--- Data in this exercise Enclosed Below ---

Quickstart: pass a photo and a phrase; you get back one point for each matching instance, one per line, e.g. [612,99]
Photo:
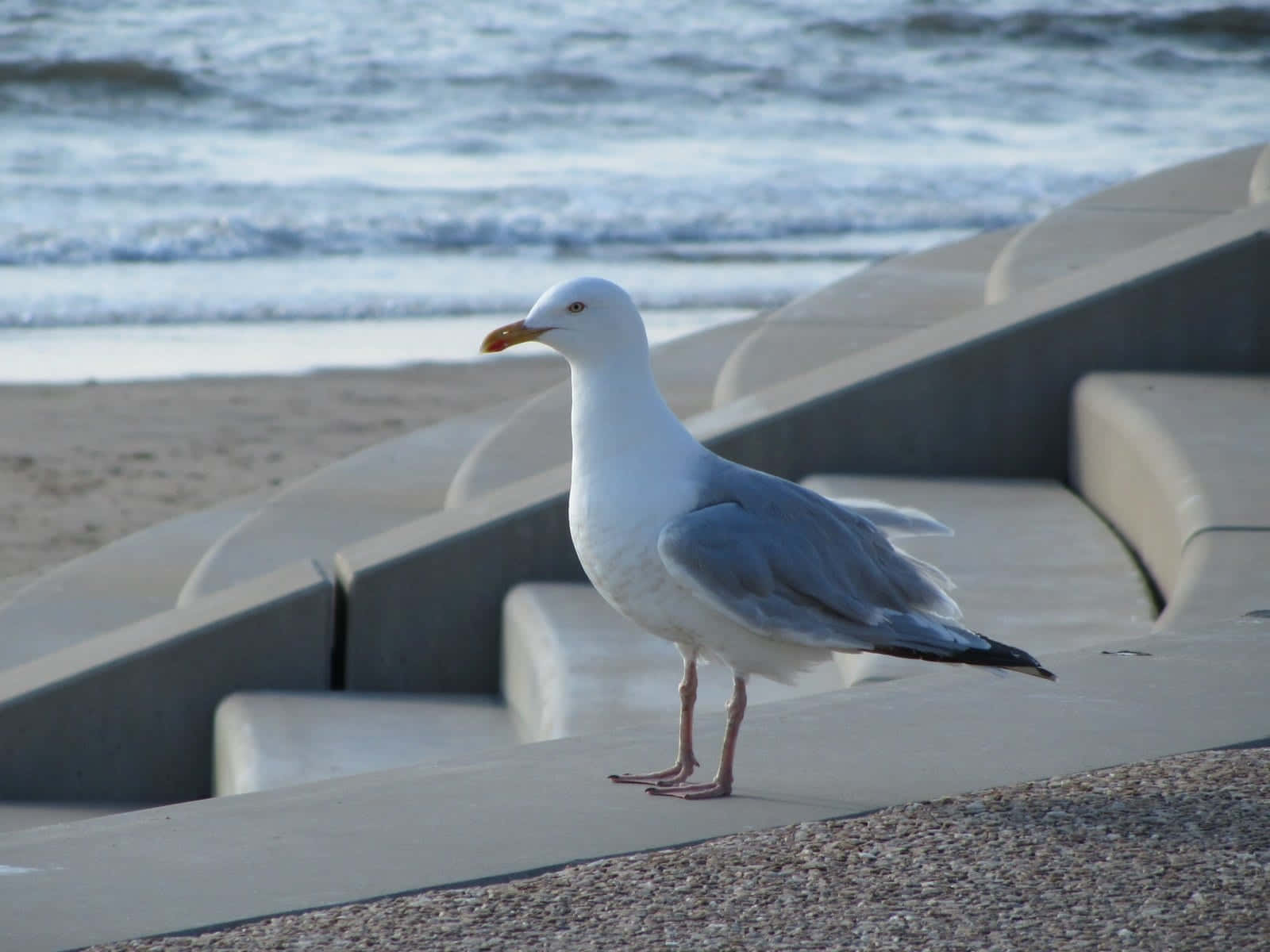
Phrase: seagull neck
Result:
[619,412]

--- End of Enclosed Data in this exercise ---

- Problem details -
The output must match the records word for word, except that no pictures appear.

- Your response -
Quickstart: pass a photo and a phrase; you get back one point for each matching instance, one per line, e.g. [612,99]
Photo:
Phrase: seagull neck
Result:
[619,412]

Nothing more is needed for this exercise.